Copy the part of the records that runs from their very start through the line containing "M 201 147 L", including that line. Leave out the pictures.

Saved data entries

━━━━━━━━━━━━━━━━━━━━━━━━━━━━━━

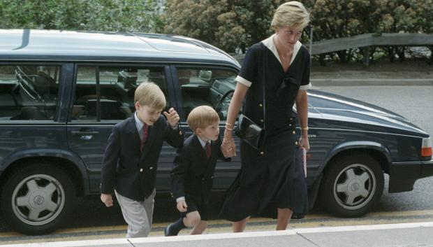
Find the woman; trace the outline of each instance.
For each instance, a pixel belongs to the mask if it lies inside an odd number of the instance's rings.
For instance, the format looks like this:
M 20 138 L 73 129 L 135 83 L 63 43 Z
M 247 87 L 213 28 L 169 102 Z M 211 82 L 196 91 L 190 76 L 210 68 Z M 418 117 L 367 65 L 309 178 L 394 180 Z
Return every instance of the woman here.
M 242 167 L 220 213 L 233 222 L 234 232 L 242 232 L 251 215 L 277 218 L 276 230 L 286 230 L 293 211 L 307 211 L 304 174 L 296 159 L 301 148 L 309 149 L 306 90 L 311 87 L 310 57 L 298 41 L 309 21 L 309 14 L 301 3 L 281 5 L 271 24 L 275 34 L 248 49 L 236 78 L 221 145 L 225 156 L 236 155 L 233 130 L 244 99 L 243 113 L 256 123 L 265 122 L 266 137 L 260 150 L 241 141 Z M 292 116 L 295 101 L 301 127 L 300 140 Z

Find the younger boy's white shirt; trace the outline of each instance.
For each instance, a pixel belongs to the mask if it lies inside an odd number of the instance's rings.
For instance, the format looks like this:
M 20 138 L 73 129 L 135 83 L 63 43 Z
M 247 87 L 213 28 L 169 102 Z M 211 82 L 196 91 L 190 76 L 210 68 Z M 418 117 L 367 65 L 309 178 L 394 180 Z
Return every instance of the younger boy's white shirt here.
M 201 147 L 203 148 L 203 149 L 205 149 L 206 141 L 202 140 L 198 136 L 197 136 L 197 138 L 198 138 L 198 141 L 200 141 L 200 143 L 201 144 Z M 209 143 L 210 144 L 210 141 L 209 141 Z M 184 200 L 185 200 L 185 197 L 180 197 L 179 198 L 176 198 L 176 202 L 179 202 L 180 201 L 184 201 Z

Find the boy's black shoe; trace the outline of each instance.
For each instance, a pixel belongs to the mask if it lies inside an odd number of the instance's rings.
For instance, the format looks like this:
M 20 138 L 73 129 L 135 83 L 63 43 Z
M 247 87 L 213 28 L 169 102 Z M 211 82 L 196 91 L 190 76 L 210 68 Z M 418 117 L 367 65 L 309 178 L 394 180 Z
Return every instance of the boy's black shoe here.
M 167 227 L 166 227 L 166 229 L 164 230 L 164 235 L 166 237 L 167 236 L 177 236 L 177 234 L 179 233 L 179 231 L 176 231 L 176 230 L 175 229 L 175 227 L 174 227 L 173 224 L 170 224 L 167 226 Z

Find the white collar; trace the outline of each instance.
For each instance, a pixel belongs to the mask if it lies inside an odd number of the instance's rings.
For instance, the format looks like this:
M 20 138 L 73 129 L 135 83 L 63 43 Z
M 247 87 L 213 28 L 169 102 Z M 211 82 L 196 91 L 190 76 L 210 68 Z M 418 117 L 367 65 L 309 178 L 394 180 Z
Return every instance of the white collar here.
M 277 51 L 277 47 L 275 46 L 275 43 L 274 43 L 274 36 L 275 34 L 272 34 L 270 37 L 266 38 L 264 41 L 262 41 L 262 43 L 263 43 L 263 45 L 265 45 L 265 46 L 266 46 L 269 50 L 270 50 L 272 53 L 274 53 L 274 55 L 275 56 L 275 57 L 277 57 L 278 61 L 279 61 L 279 63 L 283 65 L 283 64 L 281 63 L 281 60 L 279 59 L 278 52 Z M 299 42 L 299 41 L 298 41 L 295 45 L 293 45 L 293 54 L 292 55 L 292 59 L 291 59 L 290 64 L 288 64 L 289 66 L 292 64 L 292 62 L 295 59 L 295 57 L 296 57 L 296 55 L 298 54 L 299 50 L 301 48 L 301 46 L 302 46 L 302 44 Z
M 145 125 L 145 123 L 142 122 L 140 120 L 140 118 L 138 118 L 138 116 L 137 115 L 137 111 L 134 113 L 134 118 L 135 119 L 135 126 L 137 127 L 137 129 L 138 130 L 138 132 L 140 132 L 140 130 L 142 129 L 143 126 Z
M 204 148 L 205 148 L 205 145 L 206 145 L 206 141 L 202 140 L 201 138 L 200 138 L 200 136 L 198 136 L 198 135 L 197 135 L 197 138 L 198 138 L 198 141 L 200 141 L 200 143 L 201 144 L 201 147 Z M 209 141 L 209 142 L 210 143 L 210 141 Z

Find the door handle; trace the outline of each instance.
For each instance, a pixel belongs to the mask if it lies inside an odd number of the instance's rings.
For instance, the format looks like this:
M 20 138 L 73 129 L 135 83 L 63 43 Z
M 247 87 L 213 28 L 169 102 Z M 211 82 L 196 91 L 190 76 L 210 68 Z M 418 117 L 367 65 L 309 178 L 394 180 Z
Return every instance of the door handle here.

━━━━━━━━━━━━━━━━━━━━━━━━━━━━━━

*FINISHED ANSWER*:
Find the woman; trace the outline of each instance.
For each instance, a pixel belongs to the mask if it lies inside an odd number of the instance's rings.
For instance, the format looks like this:
M 20 138 L 73 129 L 135 83 L 63 43 Z
M 247 87 L 213 28 L 169 102 Z M 211 82 L 196 91 L 190 76 L 210 68 Z M 418 117 L 367 65 L 309 178 L 394 180 Z
Return every instance of the woman here.
M 242 167 L 220 213 L 233 222 L 234 232 L 242 232 L 251 215 L 277 218 L 276 230 L 286 230 L 293 211 L 307 211 L 304 174 L 296 159 L 301 148 L 309 149 L 306 90 L 311 87 L 310 57 L 298 41 L 309 21 L 309 14 L 301 3 L 281 5 L 271 24 L 275 34 L 248 49 L 236 78 L 221 145 L 225 156 L 236 155 L 233 130 L 244 99 L 243 113 L 256 123 L 265 122 L 266 137 L 260 150 L 241 141 Z M 292 116 L 295 101 L 301 127 L 300 140 Z

Find the younger boy's white shirt; trace the outline of each instance.
For each instance, a pixel belongs to the mask if it lies inside an odd number of the instance's rings.
For instance, the format looks like this:
M 20 138 L 73 129 L 135 83 L 63 43 Z
M 247 87 L 213 28 L 169 102 Z M 211 82 L 196 91 L 190 76 L 210 68 Z M 418 117 L 367 65 L 309 178 L 394 180 Z
Return every instance of the younger boy's white shirt here.
M 201 147 L 203 148 L 203 149 L 205 149 L 206 141 L 202 140 L 198 136 L 197 136 L 197 138 L 198 138 L 198 141 L 200 141 L 200 143 L 201 144 Z M 209 143 L 210 144 L 210 141 L 209 141 Z M 184 200 L 185 200 L 185 197 L 180 197 L 179 198 L 176 198 L 176 202 L 179 202 L 180 201 L 184 201 Z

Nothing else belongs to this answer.